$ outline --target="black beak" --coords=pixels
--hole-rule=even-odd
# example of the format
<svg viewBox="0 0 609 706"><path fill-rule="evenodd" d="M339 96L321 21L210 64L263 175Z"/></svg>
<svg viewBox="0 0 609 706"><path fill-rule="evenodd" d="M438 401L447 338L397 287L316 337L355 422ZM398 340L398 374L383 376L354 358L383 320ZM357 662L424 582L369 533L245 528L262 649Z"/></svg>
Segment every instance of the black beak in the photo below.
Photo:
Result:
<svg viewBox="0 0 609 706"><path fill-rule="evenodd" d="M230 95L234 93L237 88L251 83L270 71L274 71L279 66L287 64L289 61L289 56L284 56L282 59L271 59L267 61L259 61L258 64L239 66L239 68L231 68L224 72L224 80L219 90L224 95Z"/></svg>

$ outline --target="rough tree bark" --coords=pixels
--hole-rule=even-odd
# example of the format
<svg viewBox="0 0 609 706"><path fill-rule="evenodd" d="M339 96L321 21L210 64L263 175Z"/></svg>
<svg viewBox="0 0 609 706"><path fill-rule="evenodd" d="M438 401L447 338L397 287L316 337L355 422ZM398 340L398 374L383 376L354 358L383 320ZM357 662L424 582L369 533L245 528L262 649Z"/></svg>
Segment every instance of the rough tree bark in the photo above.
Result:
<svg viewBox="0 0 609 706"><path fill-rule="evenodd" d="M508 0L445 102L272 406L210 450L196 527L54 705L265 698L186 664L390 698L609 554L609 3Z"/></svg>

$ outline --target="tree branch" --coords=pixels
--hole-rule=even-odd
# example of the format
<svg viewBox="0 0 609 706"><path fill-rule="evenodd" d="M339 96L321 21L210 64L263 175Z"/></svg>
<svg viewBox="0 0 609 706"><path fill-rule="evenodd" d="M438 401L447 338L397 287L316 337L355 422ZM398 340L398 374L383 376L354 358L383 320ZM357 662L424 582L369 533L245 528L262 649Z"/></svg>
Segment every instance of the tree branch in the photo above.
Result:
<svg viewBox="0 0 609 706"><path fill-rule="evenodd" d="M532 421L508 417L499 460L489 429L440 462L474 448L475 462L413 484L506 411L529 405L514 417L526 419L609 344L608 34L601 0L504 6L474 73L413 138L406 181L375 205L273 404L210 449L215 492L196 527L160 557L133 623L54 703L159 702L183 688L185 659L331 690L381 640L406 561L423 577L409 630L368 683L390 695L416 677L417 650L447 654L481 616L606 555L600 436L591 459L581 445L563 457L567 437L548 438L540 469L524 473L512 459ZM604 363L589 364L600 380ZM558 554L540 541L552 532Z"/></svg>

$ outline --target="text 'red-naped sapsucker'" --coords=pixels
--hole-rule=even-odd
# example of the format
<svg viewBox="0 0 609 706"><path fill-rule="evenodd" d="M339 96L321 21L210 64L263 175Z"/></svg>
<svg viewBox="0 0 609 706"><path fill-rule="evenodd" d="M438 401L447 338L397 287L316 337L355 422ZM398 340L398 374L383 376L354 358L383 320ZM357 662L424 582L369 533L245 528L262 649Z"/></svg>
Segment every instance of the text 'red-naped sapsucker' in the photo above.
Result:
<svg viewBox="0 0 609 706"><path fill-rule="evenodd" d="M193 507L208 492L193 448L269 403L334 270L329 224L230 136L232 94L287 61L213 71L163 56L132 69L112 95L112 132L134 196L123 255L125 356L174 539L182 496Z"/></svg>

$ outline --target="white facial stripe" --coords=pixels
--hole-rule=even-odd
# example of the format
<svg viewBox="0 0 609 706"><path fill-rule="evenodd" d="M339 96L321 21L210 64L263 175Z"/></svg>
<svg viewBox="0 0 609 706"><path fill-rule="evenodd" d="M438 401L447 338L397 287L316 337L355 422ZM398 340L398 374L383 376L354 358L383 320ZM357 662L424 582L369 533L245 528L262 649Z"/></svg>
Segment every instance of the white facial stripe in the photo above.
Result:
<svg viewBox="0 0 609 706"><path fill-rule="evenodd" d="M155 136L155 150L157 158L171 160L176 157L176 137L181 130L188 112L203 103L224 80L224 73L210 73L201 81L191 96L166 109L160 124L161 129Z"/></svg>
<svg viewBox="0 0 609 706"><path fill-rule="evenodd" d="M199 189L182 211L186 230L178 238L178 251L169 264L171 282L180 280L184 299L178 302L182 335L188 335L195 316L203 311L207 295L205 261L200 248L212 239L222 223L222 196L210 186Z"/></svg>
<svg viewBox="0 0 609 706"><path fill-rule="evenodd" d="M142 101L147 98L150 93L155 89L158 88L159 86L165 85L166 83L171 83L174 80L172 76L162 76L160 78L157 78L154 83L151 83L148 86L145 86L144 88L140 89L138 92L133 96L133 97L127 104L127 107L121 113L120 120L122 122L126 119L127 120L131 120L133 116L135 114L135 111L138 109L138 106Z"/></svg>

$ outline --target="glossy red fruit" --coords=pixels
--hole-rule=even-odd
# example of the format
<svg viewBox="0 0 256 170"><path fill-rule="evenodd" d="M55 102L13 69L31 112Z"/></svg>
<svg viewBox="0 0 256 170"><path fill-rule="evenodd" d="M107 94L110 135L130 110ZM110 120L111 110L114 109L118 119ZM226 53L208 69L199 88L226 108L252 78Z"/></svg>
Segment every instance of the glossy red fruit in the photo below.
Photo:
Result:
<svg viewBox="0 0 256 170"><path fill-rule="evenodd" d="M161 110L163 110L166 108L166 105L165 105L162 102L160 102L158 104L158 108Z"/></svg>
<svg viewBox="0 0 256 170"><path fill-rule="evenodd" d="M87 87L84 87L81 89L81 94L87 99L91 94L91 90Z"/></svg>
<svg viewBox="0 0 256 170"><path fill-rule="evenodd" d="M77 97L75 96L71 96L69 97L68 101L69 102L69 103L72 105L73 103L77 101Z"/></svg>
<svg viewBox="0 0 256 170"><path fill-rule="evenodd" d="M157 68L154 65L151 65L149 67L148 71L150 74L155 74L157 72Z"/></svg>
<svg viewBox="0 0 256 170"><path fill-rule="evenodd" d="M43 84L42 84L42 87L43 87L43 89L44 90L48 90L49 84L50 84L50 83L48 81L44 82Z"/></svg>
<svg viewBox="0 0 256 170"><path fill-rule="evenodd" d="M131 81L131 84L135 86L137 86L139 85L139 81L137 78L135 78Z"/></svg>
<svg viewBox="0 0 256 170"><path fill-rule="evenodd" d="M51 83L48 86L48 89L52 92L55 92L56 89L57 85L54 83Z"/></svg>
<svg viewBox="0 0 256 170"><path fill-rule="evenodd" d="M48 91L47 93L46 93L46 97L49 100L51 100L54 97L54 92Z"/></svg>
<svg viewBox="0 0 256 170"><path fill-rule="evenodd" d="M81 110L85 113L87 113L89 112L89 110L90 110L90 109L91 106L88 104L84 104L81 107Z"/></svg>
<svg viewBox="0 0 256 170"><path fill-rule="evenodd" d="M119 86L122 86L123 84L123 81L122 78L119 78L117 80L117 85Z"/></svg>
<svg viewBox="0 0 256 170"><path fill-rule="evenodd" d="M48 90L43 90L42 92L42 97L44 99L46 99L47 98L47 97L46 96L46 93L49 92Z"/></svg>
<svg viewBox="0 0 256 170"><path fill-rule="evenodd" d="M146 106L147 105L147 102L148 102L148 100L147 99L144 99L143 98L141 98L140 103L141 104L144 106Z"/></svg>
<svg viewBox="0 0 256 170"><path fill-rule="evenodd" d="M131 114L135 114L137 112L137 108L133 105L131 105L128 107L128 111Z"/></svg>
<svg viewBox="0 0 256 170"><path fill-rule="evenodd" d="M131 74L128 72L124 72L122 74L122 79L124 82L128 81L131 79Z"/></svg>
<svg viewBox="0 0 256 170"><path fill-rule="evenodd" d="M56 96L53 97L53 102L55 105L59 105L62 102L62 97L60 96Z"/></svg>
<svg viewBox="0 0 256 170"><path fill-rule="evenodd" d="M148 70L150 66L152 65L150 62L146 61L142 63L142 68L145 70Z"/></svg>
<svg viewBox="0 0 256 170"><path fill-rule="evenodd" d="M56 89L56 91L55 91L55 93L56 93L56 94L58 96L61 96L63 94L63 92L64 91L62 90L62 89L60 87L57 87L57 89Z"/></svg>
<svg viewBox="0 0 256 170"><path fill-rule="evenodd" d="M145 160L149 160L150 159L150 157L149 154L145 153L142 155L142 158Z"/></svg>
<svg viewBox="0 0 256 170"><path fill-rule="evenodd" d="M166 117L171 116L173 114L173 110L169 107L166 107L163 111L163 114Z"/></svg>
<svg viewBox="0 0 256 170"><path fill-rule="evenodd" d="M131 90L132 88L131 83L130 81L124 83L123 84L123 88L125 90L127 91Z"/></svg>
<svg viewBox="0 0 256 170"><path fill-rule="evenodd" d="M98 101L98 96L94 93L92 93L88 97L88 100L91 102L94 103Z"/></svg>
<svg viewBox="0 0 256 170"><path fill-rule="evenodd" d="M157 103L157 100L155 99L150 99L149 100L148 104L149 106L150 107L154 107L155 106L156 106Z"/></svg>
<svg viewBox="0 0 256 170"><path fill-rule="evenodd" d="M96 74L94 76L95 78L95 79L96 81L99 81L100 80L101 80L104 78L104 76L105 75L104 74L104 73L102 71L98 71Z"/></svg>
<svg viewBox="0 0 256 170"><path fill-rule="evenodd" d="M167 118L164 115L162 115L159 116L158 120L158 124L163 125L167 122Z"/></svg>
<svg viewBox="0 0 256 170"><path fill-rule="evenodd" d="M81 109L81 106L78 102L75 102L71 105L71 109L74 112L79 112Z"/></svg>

..........

→ **TASK DESCRIPTION**: Turn everything from the first line of the records above down through the line containing "0L445 102L272 406L210" into a JSON list of strings with one string per line, omitting blank lines.

→ **RESULT FOR THIS EXERCISE**:
[
  "$ outline --target=\"black beak\" --coords=pixels",
  "--hole-rule=even-odd",
  "# example of the format",
  "<svg viewBox=\"0 0 609 706\"><path fill-rule=\"evenodd\" d=\"M339 96L321 21L210 64L263 175Z\"/></svg>",
  "<svg viewBox=\"0 0 609 706\"><path fill-rule=\"evenodd\" d=\"M438 401L447 338L397 287L316 337L355 422ZM398 340L398 374L383 376L354 358L383 320ZM357 662L424 582L369 533L245 528L262 649Z\"/></svg>",
  "Segment every instance of the black beak in the photo below.",
  "Photo:",
  "Result:",
  "<svg viewBox=\"0 0 609 706\"><path fill-rule=\"evenodd\" d=\"M230 95L234 93L237 88L251 83L270 71L274 71L279 66L287 64L289 61L289 56L284 56L282 59L271 59L267 61L259 61L258 64L239 66L239 68L231 68L224 72L224 80L219 90L224 95Z\"/></svg>",
  "$ outline --target=\"rough tree bark\" --coords=pixels",
  "--hole-rule=even-odd",
  "# example of the format",
  "<svg viewBox=\"0 0 609 706\"><path fill-rule=\"evenodd\" d=\"M339 96L321 21L210 64L263 175Z\"/></svg>",
  "<svg viewBox=\"0 0 609 706\"><path fill-rule=\"evenodd\" d=\"M438 401L447 338L397 287L316 337L355 422ZM398 340L398 374L383 376L354 358L383 320ZM357 662L424 582L369 533L245 528L262 649Z\"/></svg>",
  "Segment every instance of the rough tree bark in the photo above.",
  "Result:",
  "<svg viewBox=\"0 0 609 706\"><path fill-rule=\"evenodd\" d=\"M508 0L445 102L272 406L210 450L196 527L54 705L265 698L186 664L390 698L609 554L609 3Z\"/></svg>"
]